_PASSAGE_:
# Shopping for cat food.



## capthoop (Oct 28, 2007)

After I got all bills paid and the fog outside cleared I decided to go out for cat food.

It was after noon by the time I splashed the boat in Empire. Went a bit north west to start. I had Vu Du shrimp, spinner baits, and 2 different setups using market shrimp. The winds were picking up and I was in my least productive area but did not feel like running far at all. Just wanted to be out on the water.

I found clean water. I made 2 stops and did not even get a sniff. Moved to whole other area and still nothing. At my next stop I get one as soon as the bait hits the water on the first cast. Unfortunately it was only 14 inches.










I put the Vu Du down and started using market shrimp under a cork and on the bottom. The reds love it. After about 15 casts with nothing on this point and inlet I use a spinner bait with nothing. Before leaving I pick up the Vu Du again and first cast again HELLO!










A few more shorts and I move on. I head towards the Buras area and things get a bit better. I am in a place that looks good and the first 2 casts I get hit both times and it feels like a trout. Now the adrenalin is starting to work. False alarm. Things are not happening so I toss a hand full of old shrimp as chum. After a few minutes I see a tail working just below the surface. I cast a shrimp there and get hit. It is a good fish but I still do not think the tail I saw was this fish. My first keeper and if things do not change the cats are dining first class tonight.










A few more casts and I hook up with another flounder. I put that in the live well also. I am on the outside casting through a narrow shallow cut into a pond where the water is flowing in past my boat. I get a hit and this time it almost feels like a bull red. This fish makes a dash to the left and it is around the corner pulling drag. It is definitely a good redfish. I hold this fish until it comes out in front but then it crosses to the right behind the other bank. There was so much to get hung up on I did not expect to land it. After a good battle I ended up victorious and I had a very nice 26 inch redfish in the boat.










By this time the fog is starting to threaten. Empire gets hit hard so I decide to end my adventures at this point before I get socked in. Although I have it I do not look forward to using radar. Better to play it safe. My shopping list is completed. 

My neighbor got the redfish on the half shell for grilling.










And my cats are forgoing sushi grade tuna for flounder fillets.










Life is Good!
Fishing is not a matter of life or death. It's more important than that.

CAPT HOOP -- OUR FREEDOM


----------



## Chapman5011 (Mar 7, 2013)

Nice stringer of fish


----------



## coolbluestreak (Jun 27, 2011)

Very nice!


----------

_EXERCISE REQUIREMENTS_: In the fishing thread above, who got the 26 inch redfish, and how was it to be cooked?

_RECORD SET_:
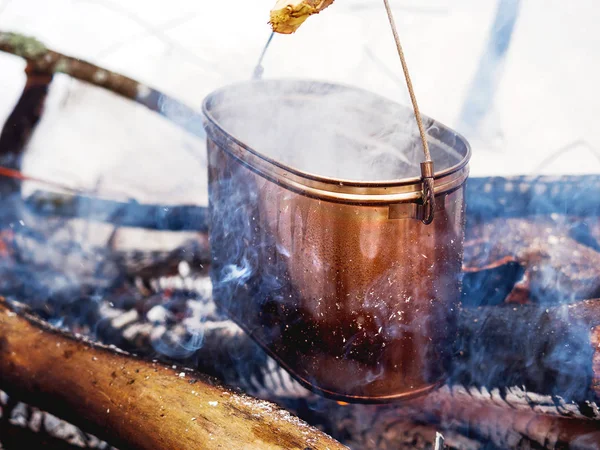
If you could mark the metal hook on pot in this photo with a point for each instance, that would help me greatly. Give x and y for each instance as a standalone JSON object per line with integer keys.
{"x": 427, "y": 169}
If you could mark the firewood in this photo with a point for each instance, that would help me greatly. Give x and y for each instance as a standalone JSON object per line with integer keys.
{"x": 133, "y": 403}
{"x": 45, "y": 61}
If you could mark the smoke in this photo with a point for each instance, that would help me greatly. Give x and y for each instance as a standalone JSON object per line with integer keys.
{"x": 292, "y": 287}
{"x": 326, "y": 131}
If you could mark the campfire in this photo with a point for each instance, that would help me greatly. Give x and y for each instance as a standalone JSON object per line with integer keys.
{"x": 102, "y": 346}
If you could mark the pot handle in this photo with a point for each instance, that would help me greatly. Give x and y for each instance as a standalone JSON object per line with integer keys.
{"x": 427, "y": 170}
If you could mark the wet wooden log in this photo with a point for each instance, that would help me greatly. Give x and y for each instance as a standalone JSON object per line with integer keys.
{"x": 137, "y": 404}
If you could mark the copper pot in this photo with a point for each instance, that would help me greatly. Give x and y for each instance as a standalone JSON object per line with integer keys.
{"x": 336, "y": 277}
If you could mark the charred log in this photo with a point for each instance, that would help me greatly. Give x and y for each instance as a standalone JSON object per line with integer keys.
{"x": 133, "y": 403}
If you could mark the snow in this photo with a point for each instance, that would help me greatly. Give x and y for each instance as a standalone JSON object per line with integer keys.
{"x": 541, "y": 119}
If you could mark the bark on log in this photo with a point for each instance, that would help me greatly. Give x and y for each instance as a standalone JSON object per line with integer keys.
{"x": 43, "y": 60}
{"x": 137, "y": 404}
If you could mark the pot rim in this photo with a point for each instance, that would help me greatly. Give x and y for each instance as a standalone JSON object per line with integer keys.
{"x": 331, "y": 188}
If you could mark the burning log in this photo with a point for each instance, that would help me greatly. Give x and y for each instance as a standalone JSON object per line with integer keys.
{"x": 137, "y": 404}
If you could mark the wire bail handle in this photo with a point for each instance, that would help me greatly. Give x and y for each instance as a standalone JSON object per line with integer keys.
{"x": 427, "y": 169}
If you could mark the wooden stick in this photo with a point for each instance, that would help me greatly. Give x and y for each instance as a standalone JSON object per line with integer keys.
{"x": 43, "y": 60}
{"x": 137, "y": 404}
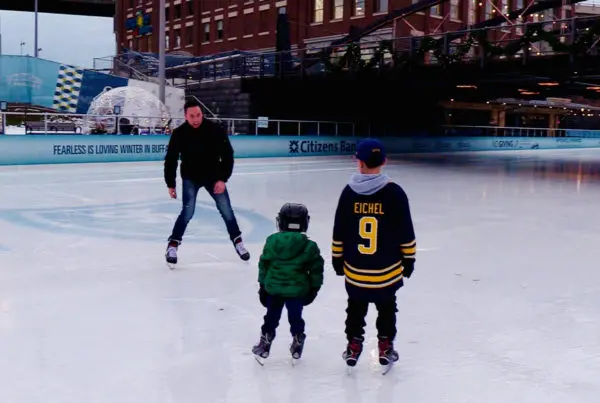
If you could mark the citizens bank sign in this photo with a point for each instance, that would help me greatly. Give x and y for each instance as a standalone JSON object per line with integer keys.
{"x": 316, "y": 147}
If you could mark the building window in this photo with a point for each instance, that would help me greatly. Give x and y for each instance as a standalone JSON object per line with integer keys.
{"x": 189, "y": 35}
{"x": 358, "y": 8}
{"x": 177, "y": 34}
{"x": 381, "y": 6}
{"x": 472, "y": 12}
{"x": 206, "y": 36}
{"x": 318, "y": 11}
{"x": 455, "y": 9}
{"x": 338, "y": 9}
{"x": 263, "y": 21}
{"x": 232, "y": 27}
{"x": 219, "y": 30}
{"x": 248, "y": 25}
{"x": 488, "y": 10}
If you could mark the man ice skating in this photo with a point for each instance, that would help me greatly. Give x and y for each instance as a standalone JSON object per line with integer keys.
{"x": 290, "y": 274}
{"x": 374, "y": 246}
{"x": 206, "y": 161}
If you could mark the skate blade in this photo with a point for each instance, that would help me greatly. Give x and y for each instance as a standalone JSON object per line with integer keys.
{"x": 387, "y": 368}
{"x": 260, "y": 360}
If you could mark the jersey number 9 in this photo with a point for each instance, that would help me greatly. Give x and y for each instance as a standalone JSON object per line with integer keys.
{"x": 367, "y": 228}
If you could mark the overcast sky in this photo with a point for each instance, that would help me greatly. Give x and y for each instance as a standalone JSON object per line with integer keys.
{"x": 63, "y": 38}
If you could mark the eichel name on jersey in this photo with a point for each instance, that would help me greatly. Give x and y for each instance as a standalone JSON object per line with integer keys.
{"x": 373, "y": 234}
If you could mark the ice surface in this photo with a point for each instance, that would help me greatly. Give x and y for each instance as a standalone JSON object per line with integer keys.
{"x": 504, "y": 305}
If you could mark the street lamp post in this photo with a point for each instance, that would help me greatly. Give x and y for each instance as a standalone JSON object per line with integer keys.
{"x": 161, "y": 50}
{"x": 35, "y": 40}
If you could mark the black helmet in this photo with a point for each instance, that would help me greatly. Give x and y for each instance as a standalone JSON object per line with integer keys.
{"x": 293, "y": 217}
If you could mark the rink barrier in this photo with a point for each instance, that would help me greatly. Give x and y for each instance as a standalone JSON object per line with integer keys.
{"x": 64, "y": 149}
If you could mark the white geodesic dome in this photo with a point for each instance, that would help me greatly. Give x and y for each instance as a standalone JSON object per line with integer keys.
{"x": 138, "y": 108}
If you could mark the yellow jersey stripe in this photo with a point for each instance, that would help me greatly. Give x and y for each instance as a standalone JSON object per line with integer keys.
{"x": 409, "y": 251}
{"x": 410, "y": 244}
{"x": 381, "y": 285}
{"x": 373, "y": 279}
{"x": 379, "y": 271}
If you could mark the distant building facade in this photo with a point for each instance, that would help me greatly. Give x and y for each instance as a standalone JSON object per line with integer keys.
{"x": 209, "y": 27}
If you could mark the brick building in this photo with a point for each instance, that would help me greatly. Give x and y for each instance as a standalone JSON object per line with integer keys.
{"x": 205, "y": 27}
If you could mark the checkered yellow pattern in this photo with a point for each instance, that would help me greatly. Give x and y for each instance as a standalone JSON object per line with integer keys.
{"x": 67, "y": 90}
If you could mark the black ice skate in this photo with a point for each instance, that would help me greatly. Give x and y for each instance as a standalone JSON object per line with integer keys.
{"x": 387, "y": 355}
{"x": 263, "y": 348}
{"x": 353, "y": 351}
{"x": 171, "y": 254}
{"x": 240, "y": 249}
{"x": 297, "y": 346}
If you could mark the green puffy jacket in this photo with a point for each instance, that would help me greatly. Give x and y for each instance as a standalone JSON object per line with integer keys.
{"x": 290, "y": 265}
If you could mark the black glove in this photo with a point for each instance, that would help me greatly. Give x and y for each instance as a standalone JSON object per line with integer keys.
{"x": 338, "y": 265}
{"x": 310, "y": 297}
{"x": 409, "y": 267}
{"x": 263, "y": 296}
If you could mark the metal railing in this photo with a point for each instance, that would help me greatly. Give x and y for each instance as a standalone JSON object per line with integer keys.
{"x": 566, "y": 31}
{"x": 79, "y": 124}
{"x": 495, "y": 131}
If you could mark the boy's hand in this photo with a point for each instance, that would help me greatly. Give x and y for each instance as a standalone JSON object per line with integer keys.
{"x": 263, "y": 296}
{"x": 310, "y": 297}
{"x": 409, "y": 267}
{"x": 338, "y": 265}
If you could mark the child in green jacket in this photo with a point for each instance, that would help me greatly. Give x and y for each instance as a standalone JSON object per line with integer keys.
{"x": 290, "y": 275}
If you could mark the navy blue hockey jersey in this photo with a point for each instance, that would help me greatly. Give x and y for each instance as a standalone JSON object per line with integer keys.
{"x": 373, "y": 234}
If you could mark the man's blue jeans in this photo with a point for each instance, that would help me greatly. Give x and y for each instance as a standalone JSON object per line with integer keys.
{"x": 189, "y": 195}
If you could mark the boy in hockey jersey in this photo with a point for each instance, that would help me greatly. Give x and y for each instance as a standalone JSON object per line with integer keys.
{"x": 290, "y": 274}
{"x": 374, "y": 247}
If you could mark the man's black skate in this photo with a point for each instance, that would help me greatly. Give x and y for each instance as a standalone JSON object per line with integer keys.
{"x": 171, "y": 254}
{"x": 387, "y": 354}
{"x": 263, "y": 348}
{"x": 241, "y": 249}
{"x": 353, "y": 351}
{"x": 297, "y": 346}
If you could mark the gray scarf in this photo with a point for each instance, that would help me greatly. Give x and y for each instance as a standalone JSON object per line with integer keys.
{"x": 368, "y": 184}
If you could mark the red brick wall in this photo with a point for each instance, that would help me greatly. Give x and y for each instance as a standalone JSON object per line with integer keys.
{"x": 251, "y": 24}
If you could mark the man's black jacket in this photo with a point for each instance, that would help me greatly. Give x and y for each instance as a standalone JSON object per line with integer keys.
{"x": 206, "y": 154}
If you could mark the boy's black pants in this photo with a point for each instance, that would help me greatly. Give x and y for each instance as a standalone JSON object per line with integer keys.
{"x": 275, "y": 305}
{"x": 386, "y": 319}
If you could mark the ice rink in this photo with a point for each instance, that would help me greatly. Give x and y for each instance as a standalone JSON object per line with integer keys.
{"x": 504, "y": 304}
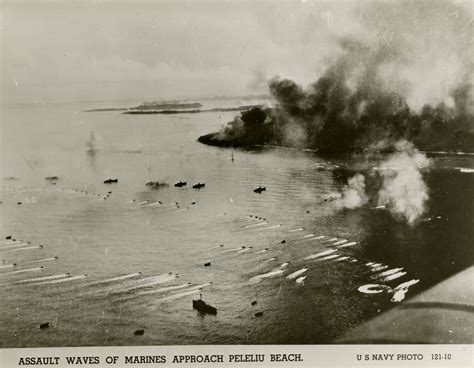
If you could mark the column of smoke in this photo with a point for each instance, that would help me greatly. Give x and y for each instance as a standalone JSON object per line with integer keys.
{"x": 407, "y": 74}
{"x": 353, "y": 194}
{"x": 91, "y": 145}
{"x": 403, "y": 191}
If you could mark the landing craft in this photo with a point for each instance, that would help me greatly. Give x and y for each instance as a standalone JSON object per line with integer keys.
{"x": 180, "y": 184}
{"x": 110, "y": 181}
{"x": 259, "y": 190}
{"x": 199, "y": 185}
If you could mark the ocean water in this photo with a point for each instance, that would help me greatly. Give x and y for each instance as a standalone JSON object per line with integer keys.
{"x": 135, "y": 256}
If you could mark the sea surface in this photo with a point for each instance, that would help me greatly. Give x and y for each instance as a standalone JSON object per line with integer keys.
{"x": 99, "y": 261}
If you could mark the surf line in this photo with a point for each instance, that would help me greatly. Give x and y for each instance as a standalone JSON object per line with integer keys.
{"x": 26, "y": 248}
{"x": 296, "y": 230}
{"x": 163, "y": 290}
{"x": 256, "y": 225}
{"x": 131, "y": 284}
{"x": 36, "y": 279}
{"x": 14, "y": 245}
{"x": 340, "y": 242}
{"x": 23, "y": 271}
{"x": 67, "y": 279}
{"x": 118, "y": 278}
{"x": 55, "y": 258}
{"x": 154, "y": 282}
{"x": 275, "y": 272}
{"x": 192, "y": 290}
{"x": 295, "y": 274}
{"x": 388, "y": 273}
{"x": 321, "y": 254}
{"x": 350, "y": 244}
{"x": 8, "y": 266}
{"x": 394, "y": 276}
{"x": 329, "y": 257}
{"x": 401, "y": 290}
{"x": 268, "y": 228}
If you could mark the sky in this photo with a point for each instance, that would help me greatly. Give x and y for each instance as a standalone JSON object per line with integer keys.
{"x": 106, "y": 51}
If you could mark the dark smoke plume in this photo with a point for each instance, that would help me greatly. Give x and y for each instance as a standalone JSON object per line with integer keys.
{"x": 356, "y": 105}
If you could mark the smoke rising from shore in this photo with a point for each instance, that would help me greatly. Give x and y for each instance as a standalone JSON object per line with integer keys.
{"x": 353, "y": 194}
{"x": 404, "y": 193}
{"x": 407, "y": 74}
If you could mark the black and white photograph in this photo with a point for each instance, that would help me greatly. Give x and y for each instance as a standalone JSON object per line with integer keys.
{"x": 237, "y": 173}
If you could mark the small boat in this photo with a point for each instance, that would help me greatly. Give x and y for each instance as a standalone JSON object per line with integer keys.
{"x": 155, "y": 184}
{"x": 203, "y": 307}
{"x": 110, "y": 181}
{"x": 259, "y": 190}
{"x": 180, "y": 184}
{"x": 199, "y": 185}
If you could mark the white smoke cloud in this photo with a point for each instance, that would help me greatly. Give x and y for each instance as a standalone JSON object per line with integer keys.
{"x": 404, "y": 193}
{"x": 353, "y": 194}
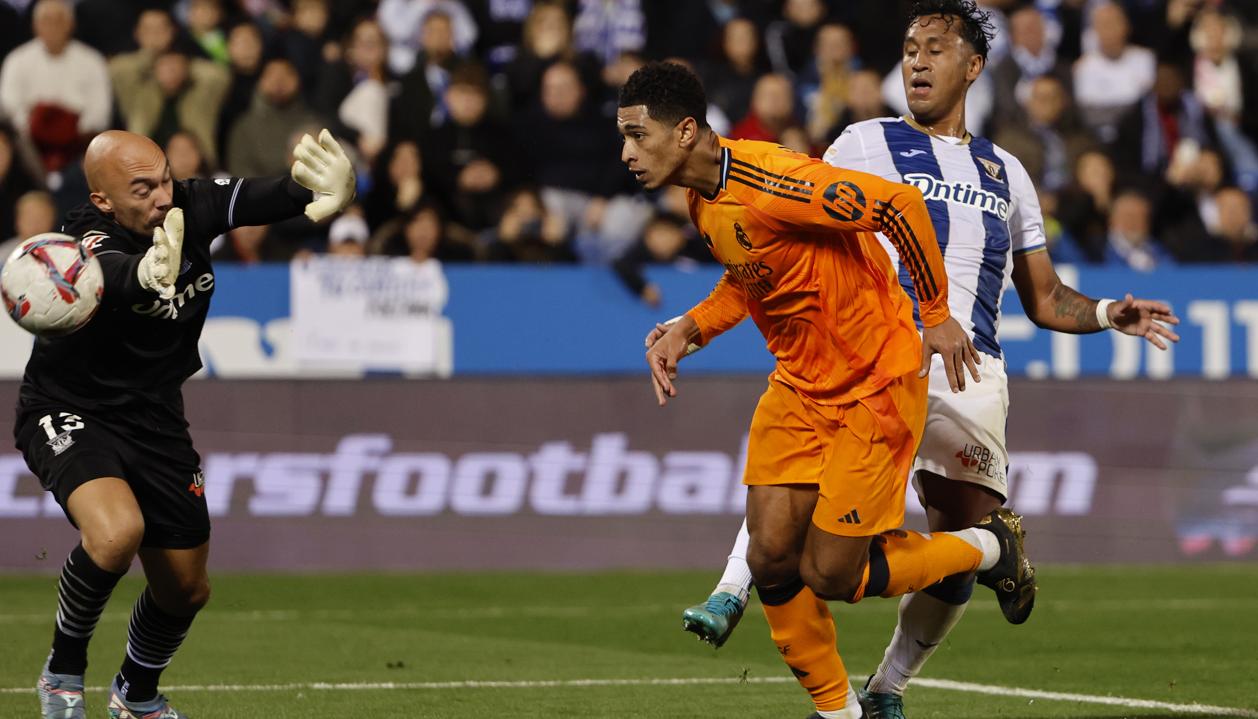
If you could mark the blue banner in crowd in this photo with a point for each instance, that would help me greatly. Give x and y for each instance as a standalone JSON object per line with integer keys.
{"x": 581, "y": 321}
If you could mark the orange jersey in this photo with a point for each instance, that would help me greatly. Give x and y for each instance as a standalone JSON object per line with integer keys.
{"x": 795, "y": 236}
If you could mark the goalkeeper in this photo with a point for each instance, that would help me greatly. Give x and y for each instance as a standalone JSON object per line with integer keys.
{"x": 101, "y": 411}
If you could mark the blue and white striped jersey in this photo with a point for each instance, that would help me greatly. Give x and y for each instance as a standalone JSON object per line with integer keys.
{"x": 981, "y": 201}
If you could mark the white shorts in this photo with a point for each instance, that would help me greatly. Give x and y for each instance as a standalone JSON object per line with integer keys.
{"x": 965, "y": 431}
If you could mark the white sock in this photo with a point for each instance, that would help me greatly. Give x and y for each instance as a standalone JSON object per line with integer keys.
{"x": 984, "y": 542}
{"x": 851, "y": 710}
{"x": 924, "y": 620}
{"x": 736, "y": 578}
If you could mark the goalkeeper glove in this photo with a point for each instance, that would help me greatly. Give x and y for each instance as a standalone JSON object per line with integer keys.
{"x": 159, "y": 268}
{"x": 323, "y": 167}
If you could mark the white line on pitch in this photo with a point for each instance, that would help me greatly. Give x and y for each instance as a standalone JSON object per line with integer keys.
{"x": 945, "y": 684}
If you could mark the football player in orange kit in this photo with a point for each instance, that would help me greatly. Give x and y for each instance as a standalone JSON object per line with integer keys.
{"x": 834, "y": 434}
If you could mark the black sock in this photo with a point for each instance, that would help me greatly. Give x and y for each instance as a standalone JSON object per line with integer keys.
{"x": 82, "y": 593}
{"x": 152, "y": 639}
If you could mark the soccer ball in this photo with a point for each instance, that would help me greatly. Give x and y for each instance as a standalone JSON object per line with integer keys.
{"x": 52, "y": 284}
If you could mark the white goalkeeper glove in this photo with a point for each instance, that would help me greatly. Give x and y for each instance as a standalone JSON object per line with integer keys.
{"x": 159, "y": 268}
{"x": 322, "y": 166}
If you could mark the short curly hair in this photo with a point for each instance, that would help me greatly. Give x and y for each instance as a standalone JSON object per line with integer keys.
{"x": 976, "y": 28}
{"x": 669, "y": 91}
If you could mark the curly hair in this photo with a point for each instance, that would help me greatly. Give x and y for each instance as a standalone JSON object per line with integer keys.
{"x": 669, "y": 91}
{"x": 976, "y": 28}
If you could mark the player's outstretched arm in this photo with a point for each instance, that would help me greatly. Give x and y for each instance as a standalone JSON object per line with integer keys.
{"x": 1051, "y": 304}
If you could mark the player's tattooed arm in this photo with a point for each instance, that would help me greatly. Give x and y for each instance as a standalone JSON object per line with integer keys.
{"x": 1051, "y": 304}
{"x": 1047, "y": 301}
{"x": 1069, "y": 304}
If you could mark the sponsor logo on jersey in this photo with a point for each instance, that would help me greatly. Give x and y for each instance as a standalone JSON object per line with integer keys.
{"x": 991, "y": 167}
{"x": 92, "y": 240}
{"x": 169, "y": 308}
{"x": 755, "y": 277}
{"x": 739, "y": 234}
{"x": 198, "y": 485}
{"x": 959, "y": 194}
{"x": 844, "y": 201}
{"x": 981, "y": 460}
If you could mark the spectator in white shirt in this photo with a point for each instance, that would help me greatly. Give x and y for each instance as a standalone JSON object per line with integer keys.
{"x": 54, "y": 89}
{"x": 1112, "y": 77}
{"x": 403, "y": 21}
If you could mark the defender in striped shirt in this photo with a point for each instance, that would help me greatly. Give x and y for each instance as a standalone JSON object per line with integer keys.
{"x": 986, "y": 218}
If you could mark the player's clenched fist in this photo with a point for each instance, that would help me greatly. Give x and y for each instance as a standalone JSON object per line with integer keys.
{"x": 323, "y": 167}
{"x": 159, "y": 268}
{"x": 677, "y": 340}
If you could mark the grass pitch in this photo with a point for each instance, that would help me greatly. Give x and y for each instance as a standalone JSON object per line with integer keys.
{"x": 1176, "y": 635}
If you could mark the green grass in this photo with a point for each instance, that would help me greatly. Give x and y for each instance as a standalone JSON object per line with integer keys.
{"x": 1166, "y": 634}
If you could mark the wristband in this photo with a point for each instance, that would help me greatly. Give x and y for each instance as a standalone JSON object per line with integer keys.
{"x": 1103, "y": 313}
{"x": 690, "y": 348}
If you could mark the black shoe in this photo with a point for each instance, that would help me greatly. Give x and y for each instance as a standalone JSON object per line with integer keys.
{"x": 1013, "y": 578}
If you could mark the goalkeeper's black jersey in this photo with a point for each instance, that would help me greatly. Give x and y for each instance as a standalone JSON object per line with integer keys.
{"x": 140, "y": 348}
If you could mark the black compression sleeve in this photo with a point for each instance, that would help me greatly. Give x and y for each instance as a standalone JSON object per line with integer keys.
{"x": 266, "y": 200}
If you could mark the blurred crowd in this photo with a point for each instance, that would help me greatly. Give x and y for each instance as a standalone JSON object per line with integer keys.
{"x": 484, "y": 130}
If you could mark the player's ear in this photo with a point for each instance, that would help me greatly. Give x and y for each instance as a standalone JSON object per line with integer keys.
{"x": 975, "y": 68}
{"x": 102, "y": 203}
{"x": 687, "y": 132}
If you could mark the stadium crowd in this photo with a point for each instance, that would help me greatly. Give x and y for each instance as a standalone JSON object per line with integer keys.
{"x": 483, "y": 130}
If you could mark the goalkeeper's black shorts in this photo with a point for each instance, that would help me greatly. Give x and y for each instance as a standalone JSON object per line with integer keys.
{"x": 147, "y": 446}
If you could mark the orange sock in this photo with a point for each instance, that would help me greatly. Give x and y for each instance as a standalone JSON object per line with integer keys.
{"x": 902, "y": 562}
{"x": 803, "y": 629}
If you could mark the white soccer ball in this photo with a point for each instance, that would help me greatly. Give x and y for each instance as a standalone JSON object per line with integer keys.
{"x": 52, "y": 284}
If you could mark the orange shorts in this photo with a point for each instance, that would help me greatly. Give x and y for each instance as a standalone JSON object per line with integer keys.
{"x": 857, "y": 454}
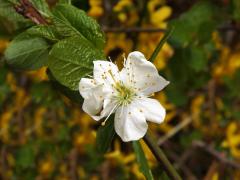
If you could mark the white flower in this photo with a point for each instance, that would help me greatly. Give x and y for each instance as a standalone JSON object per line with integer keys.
{"x": 126, "y": 93}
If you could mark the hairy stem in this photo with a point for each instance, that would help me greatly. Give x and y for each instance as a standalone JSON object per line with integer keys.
{"x": 161, "y": 157}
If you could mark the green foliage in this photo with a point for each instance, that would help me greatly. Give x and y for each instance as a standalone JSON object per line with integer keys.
{"x": 142, "y": 161}
{"x": 192, "y": 39}
{"x": 42, "y": 7}
{"x": 71, "y": 21}
{"x": 26, "y": 52}
{"x": 236, "y": 7}
{"x": 105, "y": 136}
{"x": 160, "y": 44}
{"x": 25, "y": 156}
{"x": 71, "y": 59}
{"x": 189, "y": 26}
{"x": 47, "y": 32}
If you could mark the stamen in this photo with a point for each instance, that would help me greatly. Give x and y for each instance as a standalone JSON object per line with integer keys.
{"x": 114, "y": 108}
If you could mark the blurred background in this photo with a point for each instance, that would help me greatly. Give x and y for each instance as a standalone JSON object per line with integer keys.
{"x": 44, "y": 135}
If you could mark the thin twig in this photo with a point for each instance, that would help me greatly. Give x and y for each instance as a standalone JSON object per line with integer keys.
{"x": 161, "y": 157}
{"x": 216, "y": 154}
{"x": 175, "y": 130}
{"x": 132, "y": 30}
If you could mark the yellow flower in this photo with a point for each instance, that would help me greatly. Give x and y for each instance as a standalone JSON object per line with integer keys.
{"x": 232, "y": 140}
{"x": 46, "y": 166}
{"x": 159, "y": 16}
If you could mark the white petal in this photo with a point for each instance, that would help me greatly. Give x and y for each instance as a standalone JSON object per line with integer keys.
{"x": 86, "y": 86}
{"x": 105, "y": 72}
{"x": 129, "y": 123}
{"x": 109, "y": 107}
{"x": 151, "y": 109}
{"x": 142, "y": 74}
{"x": 93, "y": 95}
{"x": 92, "y": 106}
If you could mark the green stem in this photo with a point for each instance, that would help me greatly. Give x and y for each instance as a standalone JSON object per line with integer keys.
{"x": 161, "y": 157}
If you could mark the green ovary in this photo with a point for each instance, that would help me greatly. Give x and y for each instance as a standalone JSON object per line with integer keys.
{"x": 125, "y": 94}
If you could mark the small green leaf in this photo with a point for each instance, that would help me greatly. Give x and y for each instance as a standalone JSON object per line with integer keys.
{"x": 141, "y": 159}
{"x": 160, "y": 44}
{"x": 71, "y": 59}
{"x": 47, "y": 32}
{"x": 73, "y": 95}
{"x": 72, "y": 21}
{"x": 42, "y": 7}
{"x": 27, "y": 53}
{"x": 105, "y": 136}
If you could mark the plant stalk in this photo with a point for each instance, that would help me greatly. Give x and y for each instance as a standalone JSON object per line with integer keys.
{"x": 161, "y": 157}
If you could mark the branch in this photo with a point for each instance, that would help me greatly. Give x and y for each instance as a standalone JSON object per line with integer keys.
{"x": 132, "y": 30}
{"x": 175, "y": 130}
{"x": 216, "y": 154}
{"x": 26, "y": 9}
{"x": 161, "y": 157}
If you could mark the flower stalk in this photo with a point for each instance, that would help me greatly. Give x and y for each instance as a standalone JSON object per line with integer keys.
{"x": 161, "y": 157}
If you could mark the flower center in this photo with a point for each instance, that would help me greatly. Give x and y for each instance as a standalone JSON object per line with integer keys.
{"x": 125, "y": 94}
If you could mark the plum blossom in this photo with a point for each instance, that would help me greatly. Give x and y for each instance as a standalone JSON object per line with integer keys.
{"x": 126, "y": 93}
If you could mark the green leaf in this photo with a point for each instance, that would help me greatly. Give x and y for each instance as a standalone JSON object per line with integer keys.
{"x": 71, "y": 59}
{"x": 141, "y": 159}
{"x": 198, "y": 59}
{"x": 47, "y": 32}
{"x": 160, "y": 44}
{"x": 71, "y": 21}
{"x": 27, "y": 53}
{"x": 105, "y": 136}
{"x": 7, "y": 11}
{"x": 65, "y": 1}
{"x": 188, "y": 25}
{"x": 73, "y": 95}
{"x": 42, "y": 7}
{"x": 10, "y": 20}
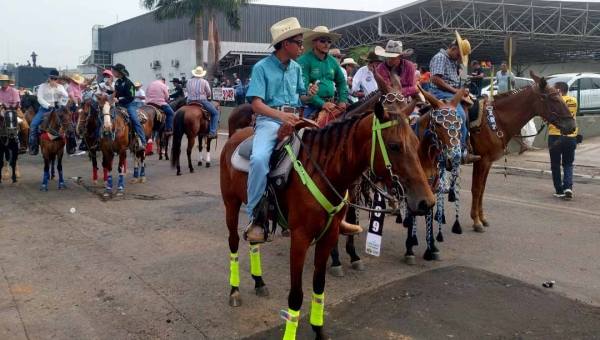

_OUTPUT OF THE EXERCISE_: The neighbor got it, on the half shell for grilling.